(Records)
start

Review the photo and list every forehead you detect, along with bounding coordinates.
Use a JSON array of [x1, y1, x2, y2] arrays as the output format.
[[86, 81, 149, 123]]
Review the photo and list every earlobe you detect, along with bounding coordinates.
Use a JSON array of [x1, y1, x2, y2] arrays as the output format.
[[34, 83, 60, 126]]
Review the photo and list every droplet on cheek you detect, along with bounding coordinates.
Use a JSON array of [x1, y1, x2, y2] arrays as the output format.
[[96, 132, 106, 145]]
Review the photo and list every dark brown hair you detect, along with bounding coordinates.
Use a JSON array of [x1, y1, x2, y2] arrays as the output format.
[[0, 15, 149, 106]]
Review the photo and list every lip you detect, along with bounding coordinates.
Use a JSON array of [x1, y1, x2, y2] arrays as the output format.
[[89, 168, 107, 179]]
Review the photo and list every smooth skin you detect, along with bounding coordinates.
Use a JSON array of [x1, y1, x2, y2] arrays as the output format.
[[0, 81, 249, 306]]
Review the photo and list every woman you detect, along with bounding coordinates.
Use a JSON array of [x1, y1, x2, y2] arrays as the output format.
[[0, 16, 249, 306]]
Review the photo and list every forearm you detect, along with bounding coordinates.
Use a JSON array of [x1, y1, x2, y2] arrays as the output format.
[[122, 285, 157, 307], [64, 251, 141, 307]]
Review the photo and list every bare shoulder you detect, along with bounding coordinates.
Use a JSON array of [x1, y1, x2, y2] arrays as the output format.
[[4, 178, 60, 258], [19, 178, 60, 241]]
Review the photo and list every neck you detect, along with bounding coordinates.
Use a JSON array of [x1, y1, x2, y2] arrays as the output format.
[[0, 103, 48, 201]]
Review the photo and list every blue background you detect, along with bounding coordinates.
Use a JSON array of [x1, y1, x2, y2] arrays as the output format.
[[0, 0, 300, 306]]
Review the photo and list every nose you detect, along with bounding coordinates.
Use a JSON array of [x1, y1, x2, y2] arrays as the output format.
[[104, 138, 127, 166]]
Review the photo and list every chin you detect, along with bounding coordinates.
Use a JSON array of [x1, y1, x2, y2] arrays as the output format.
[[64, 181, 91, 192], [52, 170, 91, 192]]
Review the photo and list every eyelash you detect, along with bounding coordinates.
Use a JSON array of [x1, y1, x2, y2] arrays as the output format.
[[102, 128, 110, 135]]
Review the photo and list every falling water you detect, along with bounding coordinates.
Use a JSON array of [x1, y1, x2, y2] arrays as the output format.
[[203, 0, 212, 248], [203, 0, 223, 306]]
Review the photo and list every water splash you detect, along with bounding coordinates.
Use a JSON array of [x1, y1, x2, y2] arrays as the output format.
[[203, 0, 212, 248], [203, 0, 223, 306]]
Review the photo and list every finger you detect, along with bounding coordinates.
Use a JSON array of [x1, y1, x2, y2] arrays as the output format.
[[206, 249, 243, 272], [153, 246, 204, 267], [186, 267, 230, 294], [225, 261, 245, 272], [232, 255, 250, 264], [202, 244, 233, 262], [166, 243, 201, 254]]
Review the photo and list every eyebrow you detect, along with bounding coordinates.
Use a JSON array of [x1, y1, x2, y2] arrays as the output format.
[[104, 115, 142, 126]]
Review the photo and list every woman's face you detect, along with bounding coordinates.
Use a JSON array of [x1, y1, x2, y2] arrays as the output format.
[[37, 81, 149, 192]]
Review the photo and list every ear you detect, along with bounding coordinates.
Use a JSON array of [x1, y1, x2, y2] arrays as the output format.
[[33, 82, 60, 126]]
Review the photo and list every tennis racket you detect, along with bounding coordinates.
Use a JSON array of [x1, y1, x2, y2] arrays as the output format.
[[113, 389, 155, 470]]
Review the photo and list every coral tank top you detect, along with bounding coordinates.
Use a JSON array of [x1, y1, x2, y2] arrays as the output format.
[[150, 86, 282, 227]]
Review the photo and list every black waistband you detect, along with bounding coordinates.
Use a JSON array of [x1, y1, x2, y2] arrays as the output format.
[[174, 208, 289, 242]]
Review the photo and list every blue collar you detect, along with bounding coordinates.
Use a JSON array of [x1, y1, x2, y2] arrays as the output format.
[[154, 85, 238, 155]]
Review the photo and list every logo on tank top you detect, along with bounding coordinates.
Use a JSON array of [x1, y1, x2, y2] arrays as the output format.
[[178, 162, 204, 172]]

end

* **Description of the task**: Could you rewrite all the rows above, changing "bounding coordinates" to "box coordinates" and leaving everything else untouched?

* **Correct output**:
Review the photo and list every forehead you detect, along with box coordinates.
Use a JSON array of [x1, y1, x2, y2] arrays as the output format.
[[86, 81, 149, 123]]
Review the photo and list every earlobe you detect, along with box coordinates.
Use a JSON array of [x1, y1, x2, y2] arrays as the output format.
[[34, 83, 60, 126]]
Review the photo and list every droplet on cheek you detect, along with box coordinates.
Use a JSON array of [x1, y1, x2, y2] arrays as the output format.
[[96, 132, 106, 145]]
Review the photo and list every dark brown hair you detect, along with box coordinates.
Use a JSON array of [x1, y1, x2, y2] arrays as the output format.
[[0, 15, 149, 106]]
Review the photo and list every lip you detect, along with box coordinates.
Use a JSON array of [x1, y1, x2, y2] arrays as the output format.
[[89, 168, 107, 179]]
Review the photo and list every smooth skin you detect, along with box coordinates.
Use a JSON array of [x1, y1, x2, y2] arrays as the output format.
[[0, 81, 249, 306]]
Review the photo and list every woman you detect, along with box coordinates.
Use a JSON array of [x1, y1, x2, y2] arrays as the output format.
[[0, 16, 249, 306]]
Review the photo and list every forearm you detect, along with box coordinates.
Use a JSON array of [x1, y1, x2, y2] arrays as the output format.
[[122, 285, 157, 307], [64, 251, 141, 307]]
Review the photo and list every bare shoulder you detect, along with box coordinates.
Use a JSON array of [x1, y1, x2, y2] arrays as the output format.
[[4, 178, 60, 258], [19, 178, 60, 241]]
Review the photo and list every neck you detect, along with box coordinates.
Use a JSON array of [x1, y1, x2, y2] arrays as the output format.
[[0, 103, 48, 201]]
Review the photo and list every blue background you detect, along with box coordinates.
Use a JSON array of [x1, y1, x2, y2] arrays as the output format.
[[0, 0, 300, 306]]
Review the photo and list every nose you detect, along with box coordinates.
Use a JSON array of [x1, y1, x2, y2] arrays as the output format.
[[104, 138, 127, 166]]
Review the photo and list every chin you detect, along with box coordinates.
Use a JSON array of [x1, y1, x2, y2] arrays as the output format.
[[64, 181, 91, 192], [52, 170, 91, 192]]
Review the photo and list every eyelash you detect, along with box coordinates.
Use a JSON array of [x1, y1, x2, y2] arrays as the output format.
[[102, 128, 110, 135]]
Review the photo and list every falling water you detect, along with box coordinates.
Use a JSON array of [x1, y1, x2, y2] arrays as the output format.
[[203, 0, 212, 248], [203, 0, 223, 306]]
Review the photo and list every water splash you detect, along with box coordinates.
Use a JSON array of [x1, y1, x2, y2] arrays as the output format.
[[203, 0, 212, 248], [203, 0, 223, 306]]
Review the photo and list every finger you detect, along with box coordinates.
Use a JSON array of [x1, y1, x2, y2] arrays as the output format.
[[206, 249, 243, 272], [153, 246, 204, 267], [186, 267, 230, 294], [225, 261, 245, 272], [232, 255, 250, 264], [202, 244, 233, 262], [166, 243, 201, 254]]
Review the photo and list every eyebrow you detect, along with box coordinates.
Use a JSON array of [x1, y1, x2, y2] arrays as the output format.
[[104, 115, 142, 126]]
Review the photo and list every woman's face you detect, along with box coordinates.
Use a JSON array of [x1, y1, x2, y2] arrays as the output format.
[[37, 81, 149, 192]]
Review the photo and list every ear you detect, along with box coordinates.
Use a JSON array of [x1, y1, x2, y2] arrays as the output format.
[[33, 82, 60, 126]]
Review the photo and list every tennis racket you detect, along with box coordinates.
Use a JSON array of [x1, y1, x2, y2] arrays as the output format.
[[113, 389, 155, 470]]
Review the photo and list every coral tank top you detect, along with box coordinates.
Use a JSON array of [x1, y1, x2, y2] arrays as the output format.
[[150, 86, 282, 227]]
Review the photo and list every black waistband you detect, along with box coordinates.
Use a JSON array of [x1, y1, x2, y2] arrays as the output format.
[[174, 208, 289, 242]]
Review the photo and list every blue collar you detect, along with box coordinates.
Use a JSON array of [x1, y1, x2, y2] arrays as the output format.
[[154, 85, 238, 155]]
Review the photo and list every logo on tank top you detect, along with box coordinates.
Use a JSON array of [x1, y1, x2, y2] arrays as the output format.
[[178, 162, 204, 172]]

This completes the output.